(Data listing)
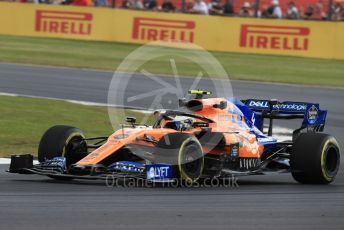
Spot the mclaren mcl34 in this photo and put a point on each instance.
(206, 138)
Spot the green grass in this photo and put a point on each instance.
(24, 120)
(107, 56)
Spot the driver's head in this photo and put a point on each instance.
(156, 114)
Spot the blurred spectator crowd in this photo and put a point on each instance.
(308, 10)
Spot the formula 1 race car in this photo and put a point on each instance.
(206, 138)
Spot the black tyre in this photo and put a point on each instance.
(61, 140)
(315, 158)
(184, 152)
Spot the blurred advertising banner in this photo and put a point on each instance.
(260, 36)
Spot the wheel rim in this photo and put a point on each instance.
(331, 160)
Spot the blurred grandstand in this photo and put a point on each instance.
(298, 9)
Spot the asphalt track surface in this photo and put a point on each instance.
(260, 202)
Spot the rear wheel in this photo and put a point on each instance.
(61, 140)
(315, 158)
(184, 152)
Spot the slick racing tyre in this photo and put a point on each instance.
(315, 158)
(61, 140)
(184, 152)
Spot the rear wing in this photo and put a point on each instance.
(310, 113)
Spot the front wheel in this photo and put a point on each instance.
(61, 140)
(315, 158)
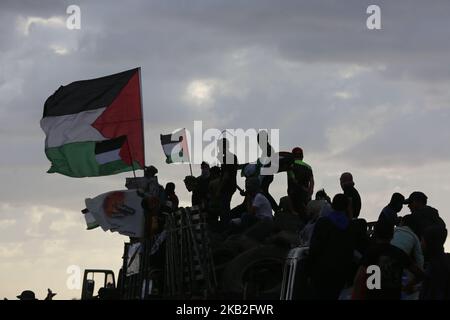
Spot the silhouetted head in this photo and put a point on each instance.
(383, 232)
(150, 171)
(340, 202)
(397, 201)
(297, 152)
(252, 185)
(346, 180)
(27, 295)
(416, 200)
(322, 195)
(410, 222)
(170, 188)
(214, 172)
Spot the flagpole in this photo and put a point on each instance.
(131, 157)
(187, 149)
(142, 115)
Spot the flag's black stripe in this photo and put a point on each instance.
(167, 139)
(109, 145)
(86, 95)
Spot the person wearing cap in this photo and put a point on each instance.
(300, 182)
(389, 214)
(424, 216)
(348, 186)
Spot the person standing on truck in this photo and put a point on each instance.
(331, 251)
(300, 182)
(424, 216)
(389, 214)
(348, 187)
(228, 181)
(171, 196)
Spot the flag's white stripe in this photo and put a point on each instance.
(168, 148)
(71, 128)
(109, 156)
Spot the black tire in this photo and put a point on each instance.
(260, 269)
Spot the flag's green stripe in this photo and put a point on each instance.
(78, 160)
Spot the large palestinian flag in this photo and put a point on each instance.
(94, 127)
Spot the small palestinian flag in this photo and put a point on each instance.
(94, 127)
(175, 146)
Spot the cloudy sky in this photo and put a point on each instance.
(373, 102)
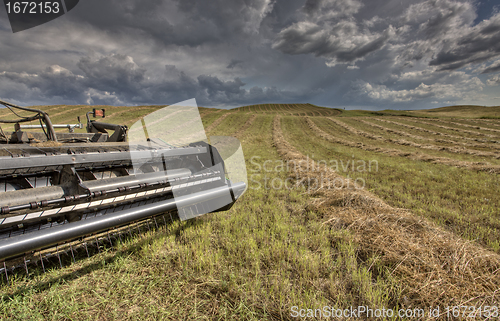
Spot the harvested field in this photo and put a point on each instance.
(398, 131)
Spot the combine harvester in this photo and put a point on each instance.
(61, 191)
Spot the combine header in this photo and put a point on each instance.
(59, 190)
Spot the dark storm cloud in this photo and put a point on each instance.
(383, 53)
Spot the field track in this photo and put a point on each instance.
(429, 260)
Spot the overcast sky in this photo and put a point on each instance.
(373, 54)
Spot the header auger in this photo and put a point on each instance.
(59, 188)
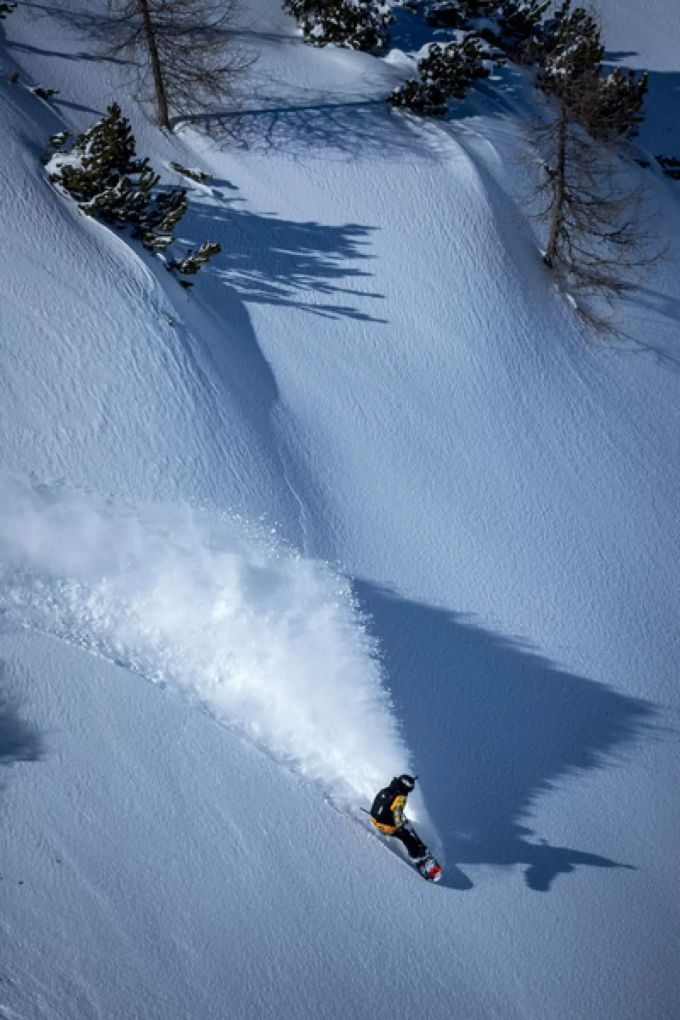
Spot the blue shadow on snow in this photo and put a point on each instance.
(492, 726)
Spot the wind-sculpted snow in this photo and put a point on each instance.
(265, 640)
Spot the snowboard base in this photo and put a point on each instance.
(429, 869)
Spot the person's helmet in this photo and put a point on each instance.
(406, 782)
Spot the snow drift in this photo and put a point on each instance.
(265, 640)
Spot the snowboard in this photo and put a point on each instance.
(429, 869)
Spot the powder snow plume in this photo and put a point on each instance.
(266, 641)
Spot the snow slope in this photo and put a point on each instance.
(376, 373)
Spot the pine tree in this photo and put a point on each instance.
(593, 235)
(359, 24)
(179, 47)
(447, 72)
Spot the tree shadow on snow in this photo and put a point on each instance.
(493, 726)
(266, 259)
(19, 742)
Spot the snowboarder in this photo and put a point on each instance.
(387, 816)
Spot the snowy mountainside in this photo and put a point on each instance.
(376, 374)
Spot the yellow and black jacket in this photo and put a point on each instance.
(387, 808)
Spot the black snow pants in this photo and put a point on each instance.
(414, 845)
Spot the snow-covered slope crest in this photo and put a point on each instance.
(266, 640)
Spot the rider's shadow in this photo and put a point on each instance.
(492, 726)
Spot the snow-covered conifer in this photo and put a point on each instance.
(358, 24)
(103, 174)
(447, 72)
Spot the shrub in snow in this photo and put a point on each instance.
(43, 93)
(200, 176)
(508, 23)
(192, 262)
(103, 174)
(359, 24)
(519, 24)
(447, 71)
(427, 100)
(670, 166)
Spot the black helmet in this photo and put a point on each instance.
(406, 782)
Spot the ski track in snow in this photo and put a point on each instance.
(265, 640)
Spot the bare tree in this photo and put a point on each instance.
(591, 211)
(181, 48)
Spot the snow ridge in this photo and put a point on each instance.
(267, 641)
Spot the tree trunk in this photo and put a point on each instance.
(559, 190)
(161, 98)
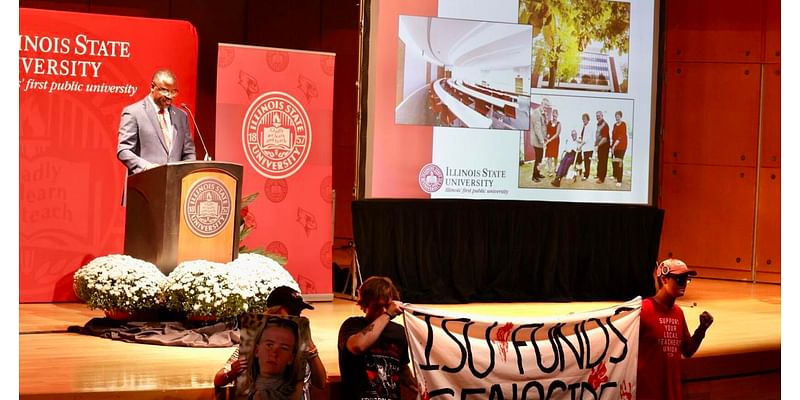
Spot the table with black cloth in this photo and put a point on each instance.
(461, 251)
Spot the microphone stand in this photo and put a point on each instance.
(197, 129)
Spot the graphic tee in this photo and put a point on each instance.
(375, 374)
(662, 335)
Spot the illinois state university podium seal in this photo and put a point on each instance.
(276, 135)
(207, 207)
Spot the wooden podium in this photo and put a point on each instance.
(184, 211)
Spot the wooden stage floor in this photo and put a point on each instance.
(745, 340)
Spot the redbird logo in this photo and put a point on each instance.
(276, 135)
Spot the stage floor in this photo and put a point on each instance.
(745, 339)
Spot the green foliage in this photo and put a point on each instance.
(567, 27)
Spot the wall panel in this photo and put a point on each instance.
(714, 30)
(772, 34)
(768, 226)
(709, 214)
(711, 113)
(771, 117)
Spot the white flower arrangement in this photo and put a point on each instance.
(119, 282)
(262, 275)
(205, 288)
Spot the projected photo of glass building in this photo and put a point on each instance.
(463, 73)
(583, 45)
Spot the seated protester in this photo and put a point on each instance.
(282, 300)
(373, 350)
(571, 147)
(272, 374)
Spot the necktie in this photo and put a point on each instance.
(165, 130)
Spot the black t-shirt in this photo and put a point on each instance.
(375, 374)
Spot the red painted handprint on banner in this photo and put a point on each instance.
(598, 376)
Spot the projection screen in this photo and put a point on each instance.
(508, 99)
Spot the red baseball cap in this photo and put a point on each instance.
(673, 266)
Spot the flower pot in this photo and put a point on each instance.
(117, 314)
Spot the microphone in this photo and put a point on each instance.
(197, 129)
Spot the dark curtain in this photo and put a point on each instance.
(459, 251)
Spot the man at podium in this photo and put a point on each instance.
(151, 131)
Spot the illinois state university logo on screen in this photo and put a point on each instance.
(207, 208)
(276, 135)
(431, 178)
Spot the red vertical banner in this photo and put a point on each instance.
(274, 116)
(76, 73)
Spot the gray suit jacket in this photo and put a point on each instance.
(141, 143)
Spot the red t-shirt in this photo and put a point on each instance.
(662, 335)
(620, 133)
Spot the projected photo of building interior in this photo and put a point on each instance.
(462, 73)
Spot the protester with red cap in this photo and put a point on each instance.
(283, 300)
(664, 336)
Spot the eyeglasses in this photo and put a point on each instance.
(165, 91)
(681, 280)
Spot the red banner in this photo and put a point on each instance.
(274, 116)
(76, 73)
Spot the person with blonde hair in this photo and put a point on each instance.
(664, 336)
(373, 350)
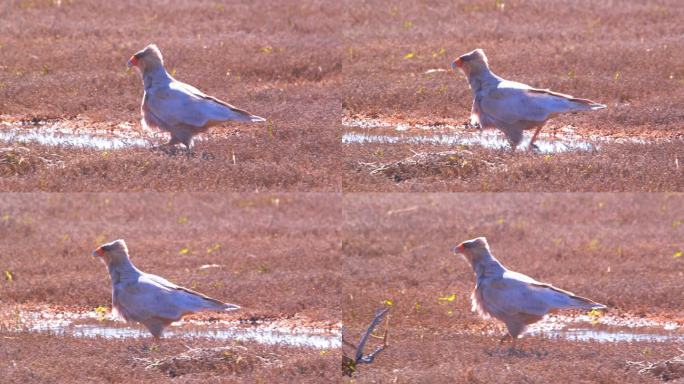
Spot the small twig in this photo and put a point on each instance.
(349, 364)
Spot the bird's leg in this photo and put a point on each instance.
(534, 137)
(168, 147)
(506, 336)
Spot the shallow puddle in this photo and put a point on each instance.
(607, 329)
(92, 325)
(71, 134)
(377, 131)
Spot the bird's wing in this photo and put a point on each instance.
(512, 297)
(187, 299)
(146, 299)
(183, 104)
(543, 295)
(511, 102)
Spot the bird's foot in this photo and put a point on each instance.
(167, 148)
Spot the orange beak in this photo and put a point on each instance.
(133, 61)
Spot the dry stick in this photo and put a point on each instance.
(359, 357)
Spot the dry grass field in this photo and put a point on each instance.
(623, 250)
(272, 255)
(625, 54)
(66, 60)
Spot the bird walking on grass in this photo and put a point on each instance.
(149, 299)
(511, 297)
(176, 107)
(510, 106)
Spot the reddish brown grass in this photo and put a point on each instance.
(614, 248)
(587, 49)
(283, 60)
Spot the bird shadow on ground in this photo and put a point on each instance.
(516, 352)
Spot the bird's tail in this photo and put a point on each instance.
(217, 305)
(584, 303)
(586, 104)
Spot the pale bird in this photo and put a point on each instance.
(511, 297)
(146, 298)
(176, 107)
(510, 106)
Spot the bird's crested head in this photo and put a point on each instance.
(474, 251)
(113, 252)
(471, 63)
(147, 58)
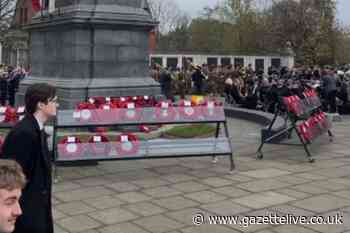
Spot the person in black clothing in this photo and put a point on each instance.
(3, 88)
(27, 144)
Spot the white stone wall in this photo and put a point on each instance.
(200, 59)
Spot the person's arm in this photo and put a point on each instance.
(19, 146)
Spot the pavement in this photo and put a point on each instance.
(162, 196)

▸ GIVEN PROBLEM
Every line from the one containing "Spot the reddish" through the last line of the data is to be retyped exactly, with nothing added and no pictures included.

▸ OUTPUT OF THE EXERCISE
Spot the reddish brown grass in this photo and put a point on each instance.
(614, 248)
(587, 49)
(283, 60)
Spot the bird shadow on ground in this photo and put a point on each instance.
(516, 352)
Spot the bird's tail in this photo and put a point on each instance.
(217, 305)
(584, 303)
(586, 104)
Spot the pale bird in this photo and put a point on each instance.
(511, 297)
(146, 298)
(176, 107)
(510, 106)
Spot the bird's crested head in this photo and put a point on each instance.
(474, 251)
(113, 252)
(471, 63)
(147, 58)
Spot the person in black clothing in this photo and put a point on each instance.
(3, 88)
(27, 144)
Spot the white stone wall in this photo and put a point on each instance.
(200, 59)
Spot the person's arm in this photo and put a point on each instance.
(19, 146)
Spot the pavement in this photo and put a point on each instance.
(162, 196)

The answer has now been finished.